**Exercise instructions**
Copy out the lines from the one containing "Instruction for annotators: the class to label is wooden" through the one containing "[[0, 160, 368, 329]]", inclusive, reproducing each line as it appears in the records.

**Rows**
+++
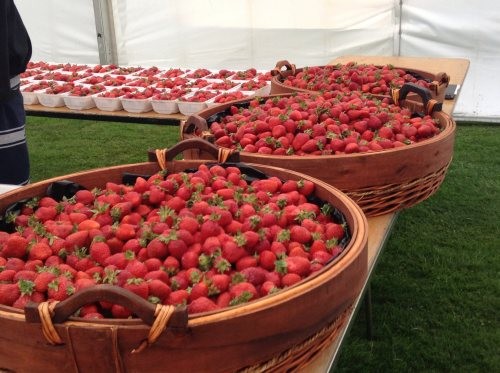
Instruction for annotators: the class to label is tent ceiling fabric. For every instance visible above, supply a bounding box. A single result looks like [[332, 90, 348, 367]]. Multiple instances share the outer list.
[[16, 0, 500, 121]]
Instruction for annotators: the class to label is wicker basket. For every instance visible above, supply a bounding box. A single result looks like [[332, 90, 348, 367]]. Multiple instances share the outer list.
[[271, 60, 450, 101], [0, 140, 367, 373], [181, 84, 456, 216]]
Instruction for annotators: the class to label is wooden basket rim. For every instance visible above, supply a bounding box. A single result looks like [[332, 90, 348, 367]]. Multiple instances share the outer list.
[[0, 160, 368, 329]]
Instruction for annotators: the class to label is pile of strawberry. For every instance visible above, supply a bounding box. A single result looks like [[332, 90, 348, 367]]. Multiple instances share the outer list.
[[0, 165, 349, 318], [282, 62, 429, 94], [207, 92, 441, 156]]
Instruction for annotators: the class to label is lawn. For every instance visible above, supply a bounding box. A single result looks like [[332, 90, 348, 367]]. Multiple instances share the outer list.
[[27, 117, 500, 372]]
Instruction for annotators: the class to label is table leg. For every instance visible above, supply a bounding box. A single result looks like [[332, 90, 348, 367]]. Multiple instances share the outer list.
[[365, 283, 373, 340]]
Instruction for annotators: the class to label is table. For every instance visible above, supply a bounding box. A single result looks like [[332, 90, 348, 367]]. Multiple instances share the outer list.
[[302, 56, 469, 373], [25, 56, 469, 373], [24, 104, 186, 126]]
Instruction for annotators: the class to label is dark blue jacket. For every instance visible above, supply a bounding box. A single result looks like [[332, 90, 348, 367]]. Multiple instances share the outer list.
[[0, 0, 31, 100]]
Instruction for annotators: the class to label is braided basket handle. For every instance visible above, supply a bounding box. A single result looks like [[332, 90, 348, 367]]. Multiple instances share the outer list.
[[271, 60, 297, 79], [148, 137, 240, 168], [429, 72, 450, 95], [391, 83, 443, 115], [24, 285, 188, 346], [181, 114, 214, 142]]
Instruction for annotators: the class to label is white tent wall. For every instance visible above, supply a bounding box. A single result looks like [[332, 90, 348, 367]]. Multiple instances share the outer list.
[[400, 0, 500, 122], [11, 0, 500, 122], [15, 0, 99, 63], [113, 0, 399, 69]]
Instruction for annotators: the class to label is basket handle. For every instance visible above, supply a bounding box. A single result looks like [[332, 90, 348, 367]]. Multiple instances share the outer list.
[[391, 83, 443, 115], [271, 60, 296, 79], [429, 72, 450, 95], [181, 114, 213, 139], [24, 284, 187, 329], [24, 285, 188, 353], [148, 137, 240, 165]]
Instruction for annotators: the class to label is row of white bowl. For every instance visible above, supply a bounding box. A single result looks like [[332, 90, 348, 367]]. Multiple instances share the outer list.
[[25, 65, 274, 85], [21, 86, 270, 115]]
+++
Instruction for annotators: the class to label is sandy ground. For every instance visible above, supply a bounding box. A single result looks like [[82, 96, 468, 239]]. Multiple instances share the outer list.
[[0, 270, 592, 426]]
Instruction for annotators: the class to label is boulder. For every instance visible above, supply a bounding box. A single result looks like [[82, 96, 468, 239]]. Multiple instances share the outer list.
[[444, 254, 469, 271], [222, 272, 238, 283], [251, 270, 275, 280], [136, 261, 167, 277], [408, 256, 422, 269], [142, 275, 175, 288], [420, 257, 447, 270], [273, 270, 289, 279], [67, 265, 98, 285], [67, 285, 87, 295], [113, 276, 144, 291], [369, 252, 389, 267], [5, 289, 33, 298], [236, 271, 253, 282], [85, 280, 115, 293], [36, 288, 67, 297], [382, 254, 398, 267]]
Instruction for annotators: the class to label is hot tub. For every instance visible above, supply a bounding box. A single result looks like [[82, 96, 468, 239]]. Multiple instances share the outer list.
+++
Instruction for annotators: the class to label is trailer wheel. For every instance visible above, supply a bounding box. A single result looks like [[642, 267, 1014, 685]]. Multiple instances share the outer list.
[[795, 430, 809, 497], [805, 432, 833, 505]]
+++
**Finished exercise**
Instruction for annotators: the class to label is wooden basket rim. For every instance visible above, supply a bounding box. A single result looks like [[332, 90, 348, 367]]. Multiple instances share the outer list.
[[0, 160, 368, 329]]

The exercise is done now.